### Text provided
::::

How Facebook has been using image recognition

Improving user experience with photo tagging and search

The most well-known application of image recognition is the photo tagging feature that Facebook offers since 2010. It’s based on facial recognition that enables automatic suggestions for tagging people on photos. Image recognition also can identify the location of where photos were taken. It’s the technology that powers the ‘Memories’ feature in users’ newsfeed too. While it’s been a huge boost in user experience, the feature has also turned controversial in terms of privacy and even led to lawsuits against Facebook.

In the last months, Facebook announced that it has ramped up its image recognition API. Its image recognition engine called Lumos will power a new way for users to search through their uploaded photos. Instead of looking for an image based on the date, location and tags, they would be able to find a photo by entering a keyword signifying what’s on it.  

If you’re curious to know what Facebook can ‘see’ in your photos, you can check out the Chrome extension that displays the automated image tags it has generated.

::::

### Dataset
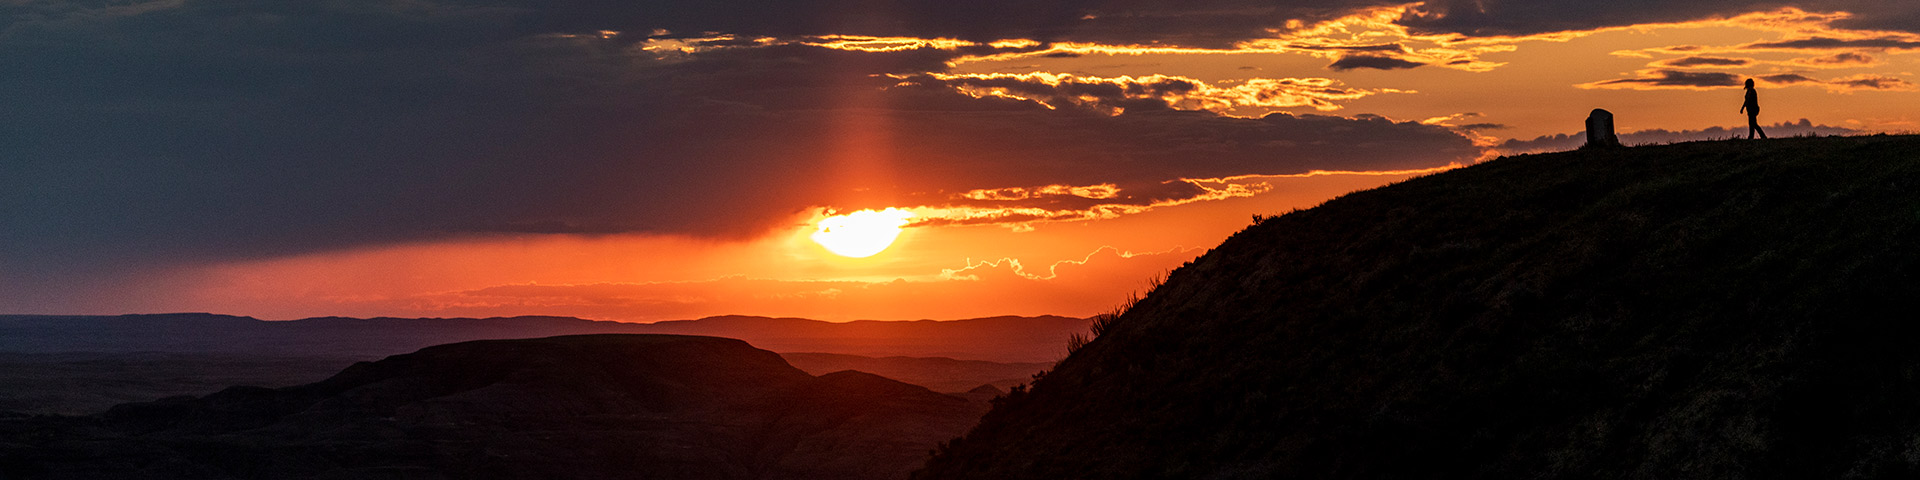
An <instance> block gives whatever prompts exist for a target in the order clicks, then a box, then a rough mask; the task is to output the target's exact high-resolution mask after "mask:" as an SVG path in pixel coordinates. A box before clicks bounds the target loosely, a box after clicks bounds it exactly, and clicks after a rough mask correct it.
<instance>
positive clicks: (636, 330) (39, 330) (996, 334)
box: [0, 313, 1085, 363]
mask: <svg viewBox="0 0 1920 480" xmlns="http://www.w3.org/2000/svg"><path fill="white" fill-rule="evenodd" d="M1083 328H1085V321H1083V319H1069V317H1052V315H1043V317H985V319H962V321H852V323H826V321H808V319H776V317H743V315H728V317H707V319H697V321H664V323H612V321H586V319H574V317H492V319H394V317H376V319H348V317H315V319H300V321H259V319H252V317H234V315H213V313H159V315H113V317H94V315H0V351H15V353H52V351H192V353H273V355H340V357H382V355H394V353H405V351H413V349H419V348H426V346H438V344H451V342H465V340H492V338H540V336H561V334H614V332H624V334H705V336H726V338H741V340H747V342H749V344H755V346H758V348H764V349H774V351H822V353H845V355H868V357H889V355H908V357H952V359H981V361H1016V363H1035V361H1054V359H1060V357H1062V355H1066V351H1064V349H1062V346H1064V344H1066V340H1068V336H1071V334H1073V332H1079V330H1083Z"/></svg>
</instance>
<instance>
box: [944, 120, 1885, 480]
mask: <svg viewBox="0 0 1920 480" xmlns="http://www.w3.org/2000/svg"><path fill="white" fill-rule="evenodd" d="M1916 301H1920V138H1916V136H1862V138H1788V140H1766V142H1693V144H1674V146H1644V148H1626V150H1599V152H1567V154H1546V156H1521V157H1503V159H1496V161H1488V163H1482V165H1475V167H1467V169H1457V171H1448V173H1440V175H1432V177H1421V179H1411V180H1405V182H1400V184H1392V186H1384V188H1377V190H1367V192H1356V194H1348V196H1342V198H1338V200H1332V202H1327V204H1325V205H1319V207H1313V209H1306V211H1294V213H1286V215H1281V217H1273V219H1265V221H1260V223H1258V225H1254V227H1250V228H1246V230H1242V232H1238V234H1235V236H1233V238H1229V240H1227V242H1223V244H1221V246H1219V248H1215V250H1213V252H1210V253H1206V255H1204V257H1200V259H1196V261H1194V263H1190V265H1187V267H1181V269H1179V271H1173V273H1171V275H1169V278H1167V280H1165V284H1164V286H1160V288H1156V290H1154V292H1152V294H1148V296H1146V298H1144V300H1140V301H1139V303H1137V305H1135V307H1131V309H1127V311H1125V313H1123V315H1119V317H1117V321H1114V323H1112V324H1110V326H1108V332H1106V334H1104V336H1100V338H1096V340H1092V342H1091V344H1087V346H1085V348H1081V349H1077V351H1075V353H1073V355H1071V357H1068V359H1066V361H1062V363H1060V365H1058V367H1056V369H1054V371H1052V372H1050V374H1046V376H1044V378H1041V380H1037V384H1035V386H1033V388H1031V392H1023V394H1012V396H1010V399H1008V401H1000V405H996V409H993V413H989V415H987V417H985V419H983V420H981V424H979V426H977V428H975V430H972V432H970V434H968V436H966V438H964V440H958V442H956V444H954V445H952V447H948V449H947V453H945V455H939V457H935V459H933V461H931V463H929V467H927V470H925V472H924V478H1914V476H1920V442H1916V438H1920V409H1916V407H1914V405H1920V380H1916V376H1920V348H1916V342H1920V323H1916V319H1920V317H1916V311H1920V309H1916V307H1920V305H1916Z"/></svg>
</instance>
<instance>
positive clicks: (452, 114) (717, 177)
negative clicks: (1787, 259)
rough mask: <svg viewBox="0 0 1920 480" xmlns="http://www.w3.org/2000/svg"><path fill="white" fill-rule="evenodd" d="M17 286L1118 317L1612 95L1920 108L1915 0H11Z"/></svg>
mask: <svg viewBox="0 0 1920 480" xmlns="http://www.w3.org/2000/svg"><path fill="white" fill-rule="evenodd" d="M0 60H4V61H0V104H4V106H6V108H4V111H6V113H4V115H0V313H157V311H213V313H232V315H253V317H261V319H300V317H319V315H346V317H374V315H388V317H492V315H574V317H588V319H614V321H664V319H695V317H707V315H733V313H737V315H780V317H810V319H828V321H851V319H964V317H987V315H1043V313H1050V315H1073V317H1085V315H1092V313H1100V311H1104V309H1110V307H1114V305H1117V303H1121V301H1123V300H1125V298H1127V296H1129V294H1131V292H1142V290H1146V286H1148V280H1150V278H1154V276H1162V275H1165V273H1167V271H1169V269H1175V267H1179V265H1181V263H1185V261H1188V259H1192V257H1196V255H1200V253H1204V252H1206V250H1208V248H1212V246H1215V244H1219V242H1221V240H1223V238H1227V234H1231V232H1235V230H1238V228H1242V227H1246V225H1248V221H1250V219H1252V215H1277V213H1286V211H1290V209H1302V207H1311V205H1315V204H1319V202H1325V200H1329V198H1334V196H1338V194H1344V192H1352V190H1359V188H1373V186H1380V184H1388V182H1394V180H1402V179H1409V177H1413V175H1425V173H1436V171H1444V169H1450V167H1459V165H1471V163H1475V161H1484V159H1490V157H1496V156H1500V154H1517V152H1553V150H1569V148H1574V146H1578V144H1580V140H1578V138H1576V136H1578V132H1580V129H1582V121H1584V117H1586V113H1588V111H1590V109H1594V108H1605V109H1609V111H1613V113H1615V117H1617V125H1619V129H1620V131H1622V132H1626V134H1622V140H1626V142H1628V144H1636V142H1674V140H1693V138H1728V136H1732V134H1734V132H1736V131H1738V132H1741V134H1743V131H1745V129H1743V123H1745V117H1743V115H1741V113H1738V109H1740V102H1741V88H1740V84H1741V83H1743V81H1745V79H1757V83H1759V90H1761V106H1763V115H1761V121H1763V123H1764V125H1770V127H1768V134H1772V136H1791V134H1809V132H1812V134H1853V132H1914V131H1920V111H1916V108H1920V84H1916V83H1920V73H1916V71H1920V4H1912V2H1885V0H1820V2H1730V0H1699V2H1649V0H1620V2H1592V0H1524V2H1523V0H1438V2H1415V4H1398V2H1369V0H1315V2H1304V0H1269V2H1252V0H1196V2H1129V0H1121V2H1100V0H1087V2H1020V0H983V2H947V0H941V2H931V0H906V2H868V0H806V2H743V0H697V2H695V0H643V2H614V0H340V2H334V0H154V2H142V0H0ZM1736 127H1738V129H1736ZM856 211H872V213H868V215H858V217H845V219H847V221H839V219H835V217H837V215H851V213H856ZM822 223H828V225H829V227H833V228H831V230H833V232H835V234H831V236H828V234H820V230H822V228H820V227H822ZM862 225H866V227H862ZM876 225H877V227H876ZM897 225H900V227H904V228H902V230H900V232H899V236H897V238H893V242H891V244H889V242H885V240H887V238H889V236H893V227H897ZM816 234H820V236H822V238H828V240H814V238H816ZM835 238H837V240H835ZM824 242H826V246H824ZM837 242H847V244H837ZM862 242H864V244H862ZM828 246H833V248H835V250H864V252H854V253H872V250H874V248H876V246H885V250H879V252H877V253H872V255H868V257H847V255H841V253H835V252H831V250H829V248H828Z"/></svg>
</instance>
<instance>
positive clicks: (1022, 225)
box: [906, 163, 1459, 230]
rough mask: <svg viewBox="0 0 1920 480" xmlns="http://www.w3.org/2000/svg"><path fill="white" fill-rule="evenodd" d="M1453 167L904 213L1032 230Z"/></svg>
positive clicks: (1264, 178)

::::

### Exercise set
1. Reproduce the passage on Facebook's image recognition from "In the last" up to and including "it has generated.", swapping "Lumos" for "Vision".
2. Copy the records verbatim from their beginning up to and including the line containing "box: [0, 313, 1085, 363]", leaving out the picture.

### Task responses
1.
In the last months, Facebook announced that it has ramped up its image recognition API. Its image recognition engine called Vision will power a new way for users to search through their uploaded photos. Instead of looking for an image based on the date, location and tags, they would be able to find a photo by entering a keyword signifying what’s on it.  

If you’re curious to know what Facebook can ‘see’ in your photos, you can check out the Chrome extension that displays the automated image tags it has generated.

2.
An <instance> block gives whatever prompts exist for a target in the order clicks, then a box, then a rough mask; the task is to output the target's exact high-resolution mask after "mask:" as an SVG path in pixel coordinates. A box before clicks bounds the target loosely, a box after clicks bounds it exactly, and clicks after a rough mask correct it.
<instance>
positive clicks: (636, 330) (39, 330) (996, 334)
box: [0, 313, 1085, 363]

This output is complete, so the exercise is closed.